PROFESSION. L'Ordre des architectes d'Île-de-France a tenu une conférence de presse pour dévoiler les priorités de la profession. Crise de la construction neuve, réhabilitation… plusieurs sujets ont été abordés.

Pandémie de Covid-19, hausse des prix des matériaux et de l'énergie, et aujourd'hui, crise de la construction neuve. Les architectes ont traversé des épisodes difficiles ces trois dernières années. La question du logement est sur touts les lèvres. D'ici 2050, l'Île-de-France comptera un million d'habitants supplémentaires qu'il faudra loger, indique la préfecture de la région. En parallèle, l'augmentation des taux d'intérêt empêche de nombreux ménages d'acquérir un bien. "La production de logements est un vrai sujet", déclare Fabien Gantois, président de l'Ordre des architectes d'Île-de-France (Croaif), lors d'une conférence de presse ce mercredi 13 septembre 2023.

++++++++++++++++++++

■ Objectif de l'exercice ■
Recopiez fidèlement le passage de l'article sur les architectes d'Île-de-France, de « PROFESSION. L'Ordre des » à « 13 septembre 2023. ». Les enregistrements qui suivent forment un matériau indépendant de l'article.

++++++++++++++++++++

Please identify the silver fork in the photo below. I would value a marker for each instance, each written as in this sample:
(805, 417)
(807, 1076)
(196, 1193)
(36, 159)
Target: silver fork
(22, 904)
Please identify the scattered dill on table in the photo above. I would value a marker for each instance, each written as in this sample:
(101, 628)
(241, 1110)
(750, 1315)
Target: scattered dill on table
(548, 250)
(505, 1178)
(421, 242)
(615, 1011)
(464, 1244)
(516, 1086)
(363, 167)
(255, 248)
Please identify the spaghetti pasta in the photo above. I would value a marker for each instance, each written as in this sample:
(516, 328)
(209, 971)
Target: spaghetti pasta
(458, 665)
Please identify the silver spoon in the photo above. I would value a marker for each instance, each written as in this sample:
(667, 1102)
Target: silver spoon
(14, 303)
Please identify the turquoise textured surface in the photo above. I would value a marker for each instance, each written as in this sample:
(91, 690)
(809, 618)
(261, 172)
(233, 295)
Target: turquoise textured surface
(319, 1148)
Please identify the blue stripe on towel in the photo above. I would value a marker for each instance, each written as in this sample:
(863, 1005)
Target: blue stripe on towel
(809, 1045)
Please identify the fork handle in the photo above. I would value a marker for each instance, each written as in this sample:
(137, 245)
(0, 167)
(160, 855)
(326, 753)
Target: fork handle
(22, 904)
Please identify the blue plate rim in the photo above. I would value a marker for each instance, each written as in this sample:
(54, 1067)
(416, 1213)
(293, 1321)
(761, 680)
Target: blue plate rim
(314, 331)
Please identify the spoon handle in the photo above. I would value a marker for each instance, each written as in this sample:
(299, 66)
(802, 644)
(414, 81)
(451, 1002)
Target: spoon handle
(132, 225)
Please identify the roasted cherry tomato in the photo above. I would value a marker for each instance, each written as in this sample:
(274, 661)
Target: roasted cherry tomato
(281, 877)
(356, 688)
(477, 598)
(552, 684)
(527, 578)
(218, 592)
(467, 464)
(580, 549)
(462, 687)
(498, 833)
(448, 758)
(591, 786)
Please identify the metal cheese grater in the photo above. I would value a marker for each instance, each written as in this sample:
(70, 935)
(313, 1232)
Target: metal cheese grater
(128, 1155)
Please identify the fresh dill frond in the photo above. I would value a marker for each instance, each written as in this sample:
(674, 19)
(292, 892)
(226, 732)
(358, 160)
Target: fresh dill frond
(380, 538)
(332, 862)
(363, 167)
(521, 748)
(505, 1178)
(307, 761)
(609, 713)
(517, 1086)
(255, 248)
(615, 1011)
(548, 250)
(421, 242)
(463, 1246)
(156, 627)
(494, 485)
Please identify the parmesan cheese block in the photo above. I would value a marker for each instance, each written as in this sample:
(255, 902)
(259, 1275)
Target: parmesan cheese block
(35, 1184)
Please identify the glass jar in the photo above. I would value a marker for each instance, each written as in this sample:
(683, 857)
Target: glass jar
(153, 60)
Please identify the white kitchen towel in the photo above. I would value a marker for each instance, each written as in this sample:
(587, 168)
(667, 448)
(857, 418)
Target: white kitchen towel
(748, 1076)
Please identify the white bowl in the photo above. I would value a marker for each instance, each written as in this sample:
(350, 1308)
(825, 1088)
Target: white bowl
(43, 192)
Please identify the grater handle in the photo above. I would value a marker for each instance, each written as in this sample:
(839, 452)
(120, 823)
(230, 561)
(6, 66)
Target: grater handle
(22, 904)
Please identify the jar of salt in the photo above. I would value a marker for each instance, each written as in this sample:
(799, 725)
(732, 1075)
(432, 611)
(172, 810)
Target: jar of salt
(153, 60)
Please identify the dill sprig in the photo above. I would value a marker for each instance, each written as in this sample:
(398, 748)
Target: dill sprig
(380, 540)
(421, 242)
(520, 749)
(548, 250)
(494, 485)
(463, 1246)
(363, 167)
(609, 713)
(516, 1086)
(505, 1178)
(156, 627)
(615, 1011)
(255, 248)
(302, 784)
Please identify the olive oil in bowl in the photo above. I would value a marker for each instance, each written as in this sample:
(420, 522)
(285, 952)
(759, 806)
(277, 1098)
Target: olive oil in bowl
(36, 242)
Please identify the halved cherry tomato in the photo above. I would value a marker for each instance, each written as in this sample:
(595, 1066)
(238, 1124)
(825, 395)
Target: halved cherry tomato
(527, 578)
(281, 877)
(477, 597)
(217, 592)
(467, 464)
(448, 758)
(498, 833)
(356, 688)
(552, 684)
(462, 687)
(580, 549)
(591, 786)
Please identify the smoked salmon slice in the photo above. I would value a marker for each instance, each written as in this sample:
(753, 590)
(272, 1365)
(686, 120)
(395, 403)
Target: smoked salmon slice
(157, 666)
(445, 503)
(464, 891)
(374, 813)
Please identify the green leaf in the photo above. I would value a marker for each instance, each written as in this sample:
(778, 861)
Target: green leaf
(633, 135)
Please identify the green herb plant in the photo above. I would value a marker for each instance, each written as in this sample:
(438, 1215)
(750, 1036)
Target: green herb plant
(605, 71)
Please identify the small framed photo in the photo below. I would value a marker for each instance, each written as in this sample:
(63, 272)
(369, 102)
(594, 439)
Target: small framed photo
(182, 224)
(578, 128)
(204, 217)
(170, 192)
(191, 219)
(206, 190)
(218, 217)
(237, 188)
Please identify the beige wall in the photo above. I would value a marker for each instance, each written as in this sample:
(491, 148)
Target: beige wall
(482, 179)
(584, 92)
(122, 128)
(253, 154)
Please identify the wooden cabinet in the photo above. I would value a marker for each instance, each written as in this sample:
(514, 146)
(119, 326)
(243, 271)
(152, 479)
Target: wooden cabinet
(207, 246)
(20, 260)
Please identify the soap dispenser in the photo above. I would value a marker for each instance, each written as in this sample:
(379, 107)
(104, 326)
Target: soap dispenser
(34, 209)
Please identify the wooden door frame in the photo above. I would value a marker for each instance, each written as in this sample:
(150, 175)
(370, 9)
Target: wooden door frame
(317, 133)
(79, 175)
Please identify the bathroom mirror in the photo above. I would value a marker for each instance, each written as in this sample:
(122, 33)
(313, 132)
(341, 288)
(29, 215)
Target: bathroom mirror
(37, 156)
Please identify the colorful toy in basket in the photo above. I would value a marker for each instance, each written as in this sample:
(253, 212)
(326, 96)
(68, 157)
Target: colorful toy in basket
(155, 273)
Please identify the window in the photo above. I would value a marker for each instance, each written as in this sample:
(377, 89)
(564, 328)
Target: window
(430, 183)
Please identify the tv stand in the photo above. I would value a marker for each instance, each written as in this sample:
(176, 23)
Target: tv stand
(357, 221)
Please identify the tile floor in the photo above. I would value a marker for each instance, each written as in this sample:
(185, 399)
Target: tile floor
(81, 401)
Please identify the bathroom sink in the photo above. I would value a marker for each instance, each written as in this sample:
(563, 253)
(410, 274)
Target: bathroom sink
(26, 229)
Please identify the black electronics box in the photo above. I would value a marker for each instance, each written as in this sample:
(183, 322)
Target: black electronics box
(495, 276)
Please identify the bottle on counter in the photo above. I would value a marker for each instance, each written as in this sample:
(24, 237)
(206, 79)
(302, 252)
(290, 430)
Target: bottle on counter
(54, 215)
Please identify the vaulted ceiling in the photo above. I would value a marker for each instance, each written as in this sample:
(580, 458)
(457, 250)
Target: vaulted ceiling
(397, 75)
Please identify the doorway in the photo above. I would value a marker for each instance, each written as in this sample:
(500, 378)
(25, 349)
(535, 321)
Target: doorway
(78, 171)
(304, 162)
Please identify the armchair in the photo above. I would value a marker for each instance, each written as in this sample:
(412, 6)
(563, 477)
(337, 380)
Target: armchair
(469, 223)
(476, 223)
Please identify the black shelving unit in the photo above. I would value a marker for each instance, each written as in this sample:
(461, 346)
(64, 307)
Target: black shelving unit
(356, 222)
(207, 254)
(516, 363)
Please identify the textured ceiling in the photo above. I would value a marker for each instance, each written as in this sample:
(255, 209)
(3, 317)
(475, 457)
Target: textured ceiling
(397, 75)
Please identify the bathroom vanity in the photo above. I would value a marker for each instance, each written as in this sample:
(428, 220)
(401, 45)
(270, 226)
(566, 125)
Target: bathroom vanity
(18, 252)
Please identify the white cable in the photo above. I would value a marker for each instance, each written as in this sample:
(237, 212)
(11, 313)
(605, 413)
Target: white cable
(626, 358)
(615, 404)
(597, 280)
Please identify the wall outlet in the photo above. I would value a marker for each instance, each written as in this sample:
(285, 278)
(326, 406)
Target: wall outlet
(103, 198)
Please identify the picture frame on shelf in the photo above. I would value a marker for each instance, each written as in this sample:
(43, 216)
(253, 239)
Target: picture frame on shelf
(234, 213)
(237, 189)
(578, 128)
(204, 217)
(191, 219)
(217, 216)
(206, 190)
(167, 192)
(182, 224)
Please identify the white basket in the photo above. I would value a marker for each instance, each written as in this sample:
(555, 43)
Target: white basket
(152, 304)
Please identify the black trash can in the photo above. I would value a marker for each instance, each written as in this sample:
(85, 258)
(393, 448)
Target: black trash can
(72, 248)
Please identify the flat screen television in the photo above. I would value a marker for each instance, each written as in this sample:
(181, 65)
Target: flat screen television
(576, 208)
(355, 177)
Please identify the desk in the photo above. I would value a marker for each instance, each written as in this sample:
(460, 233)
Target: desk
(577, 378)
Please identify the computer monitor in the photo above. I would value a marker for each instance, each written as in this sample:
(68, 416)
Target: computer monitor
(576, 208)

++++++++++++++++++++

■ Réponse attendue ■
PROFESSION. L'Ordre des architectes d'Île-de-France a tenu une conférence de presse pour dévoiler les priorités de la profession. Crise de la construction neuve, réhabilitation… plusieurs sujets ont été abordés.

Pandémie de Covid-19, hausse des prix des matériaux et de l'énergie, et aujourd'hui, crise de la construction neuve. Les architectes ont traversé des épisodes difficiles ces trois dernières années. La question du logement est sur touts les lèvres. D'ici 2050, l'Île-de-France comptera un million d'habitants supplémentaires qu'il faudra loger, indique la préfecture de la région. En parallèle, l'augmentation des taux d'intérêt empêche de nombreux ménages d'acquérir un bien. "La production de logements est un vrai sujet", déclare Fabien Gantois, président de l'Ordre des architectes d'Île-de-France (Croaif), lors d'une conférence de presse ce mercredi 13 septembre 2023.